Tasks:
**1.** In the page on line-of-sight blockages, copy the passage starting at "Line-Of-Sight Blockages using" and ending at "of the options.", swapping "field of view" for "view cone".
**2.** Pull out every line of the listing that includes the string "white".

Line-Of-Sight Blockages using Terrain and 3D Models

A mask file is used to constrain an STK asset's field of view, whether due to the dimensions of the asset's own 3D model, due to terrain blocking line of sight, or from other considerations. This article will describe the options for modeling the line-of-sight constraints between objects due to terrain and the geometry of your assets, as well as how to implement each of the options.

Azimuth/Elevation Mask: 

The Azimuth/Elevation Mask is used to determine the line-of-sight constraints of a fixed object, such as a facility, due to terrain. This mask is calculated for a parent object such as a facility but can be inherited by the sensor subobject. This process uses STK to test line-of-sight rays for up to a user-selected range in all directions around the facility to determine all the directions where line of sight is obstructed in that range, and how far away those obstructions are. The facility’s line of sight is then saved as a .aem file. By computing this mask ahead of time, you can avoid the computation time of raytracing down the road when analyzing communications between your ground facility and space or air assets by predefining your assets' lines of sight. This method is generally less computation heavy but involves some interpolation which makes it slightly less accurate than the Line-of-Sight Terrain Mask.

Line of Sight Terrain Mask:
The Line-of-Sight Terrain Mask, like the Azimuth/Elevation Mask, determines whether terrain obstructs a line of sight. However, instead of computing the line of sight in all directions ahead of time, it computes line of sight only to relevant objects, and recomputes as their positions change. This method is slower than the Azimuth/Elevation Mask, particularly for long-term scenarios as it must be regularly recomputed throughout the scenario period. However, this tool is often necessary for determining the line of sight between two moving objects, as the Azimuth/Elevation mask can only be used for stationary objects. The Line-of-Sight Terrain Mask is also slightly more accurate, as there is no interpolation; STK tests the exact lines of sight of relevance for intersections.

AzEl Mask Tool:

This tool differs from the Azimuth/Elevation mask in that it determines obstructions of a sensor due to 3D models rather than terrain. This tool can thus save a body mask (.bmsk) file that determines the obstructions due to the shape of your own vehicle/facility, and of nearby facilities or buildings for the case of stationary objects. This tool is used to create a mask for the sensor itself, and thus can be used in conjunction with the first two terrain obstruction mask methods which create masks for the parent facility objects to consider both terrain obstructions and near-field obstructions. 

How to Generate an Azimuth/Elevation Mask:

To consider the terrain obstructions of a facility that is fixed in place, you will use the Azimuth/Elevation Mask to precompute terrain obstructions and save the field of view constraints as a .aem file. This method can also be used for other stationary object types such as place and target objects, and the process will be the exact same for any of these objects.

First, we will need to enable Azimuth/Elevation mask analysis on the scenario’s properties page. Right click your scenario in the Object Browser and select Properties. 

In the Basic -> Terrain properties of any STK scenario, you will see a few terrain options:

The “Use terrain server for analysis” option must be selected to enable either of the advanced analysis options. Check the Use Terrain Server for analysis checkbox if it is not already enabled and turn on Azimuth/Elevation Mask.

Location identification entries:
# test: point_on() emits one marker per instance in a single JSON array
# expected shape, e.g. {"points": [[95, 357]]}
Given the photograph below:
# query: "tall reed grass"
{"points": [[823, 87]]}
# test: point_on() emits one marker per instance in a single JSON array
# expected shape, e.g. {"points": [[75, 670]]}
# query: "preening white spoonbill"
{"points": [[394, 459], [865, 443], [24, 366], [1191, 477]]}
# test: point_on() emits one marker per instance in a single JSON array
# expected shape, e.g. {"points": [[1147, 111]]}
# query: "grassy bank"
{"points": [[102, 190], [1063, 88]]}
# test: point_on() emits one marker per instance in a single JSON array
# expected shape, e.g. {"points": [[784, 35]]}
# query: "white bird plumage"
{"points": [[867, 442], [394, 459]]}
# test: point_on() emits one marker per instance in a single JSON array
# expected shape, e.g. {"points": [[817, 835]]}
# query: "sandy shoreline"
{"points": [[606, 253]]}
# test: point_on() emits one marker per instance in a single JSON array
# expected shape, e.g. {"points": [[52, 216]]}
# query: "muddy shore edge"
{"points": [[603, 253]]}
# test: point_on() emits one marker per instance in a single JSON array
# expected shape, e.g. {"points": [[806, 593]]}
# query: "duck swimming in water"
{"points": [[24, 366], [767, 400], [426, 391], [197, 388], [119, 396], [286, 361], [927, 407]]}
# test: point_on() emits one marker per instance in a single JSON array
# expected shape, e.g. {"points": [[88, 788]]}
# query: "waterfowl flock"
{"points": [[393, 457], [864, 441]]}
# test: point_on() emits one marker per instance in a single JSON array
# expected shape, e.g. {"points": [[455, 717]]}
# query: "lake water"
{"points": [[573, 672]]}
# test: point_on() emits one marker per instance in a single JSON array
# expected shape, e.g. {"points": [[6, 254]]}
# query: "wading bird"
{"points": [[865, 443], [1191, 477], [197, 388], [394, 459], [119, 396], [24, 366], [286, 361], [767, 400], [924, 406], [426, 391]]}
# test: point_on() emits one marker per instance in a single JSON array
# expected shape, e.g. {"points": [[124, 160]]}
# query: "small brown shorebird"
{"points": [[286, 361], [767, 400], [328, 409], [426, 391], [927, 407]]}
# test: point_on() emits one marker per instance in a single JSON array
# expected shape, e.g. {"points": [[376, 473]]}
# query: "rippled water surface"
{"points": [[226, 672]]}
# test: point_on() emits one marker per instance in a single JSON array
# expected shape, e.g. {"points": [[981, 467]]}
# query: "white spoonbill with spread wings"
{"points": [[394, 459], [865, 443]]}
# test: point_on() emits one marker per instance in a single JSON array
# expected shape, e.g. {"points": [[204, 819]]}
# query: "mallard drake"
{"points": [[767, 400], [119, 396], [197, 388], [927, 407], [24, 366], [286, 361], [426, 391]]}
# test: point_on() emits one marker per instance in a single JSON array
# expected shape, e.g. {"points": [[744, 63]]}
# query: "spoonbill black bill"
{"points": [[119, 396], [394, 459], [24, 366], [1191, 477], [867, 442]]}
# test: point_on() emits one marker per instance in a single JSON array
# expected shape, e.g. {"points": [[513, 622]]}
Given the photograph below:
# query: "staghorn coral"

Worked solutions:
**1.**
Line-Of-Sight Blockages using Terrain and 3D Models

A mask file is used to constrain an STK asset's view cone, whether due to the dimensions of the asset's own 3D model, due to terrain blocking line of sight, or from other considerations. This article will describe the options for modeling the line-of-sight constraints between objects due to terrain and the geometry of your assets, as well as how to implement each of the options.

**2.**
# query: "preening white spoonbill"
# query: "white bird plumage"
# query: "white spoonbill with spread wings"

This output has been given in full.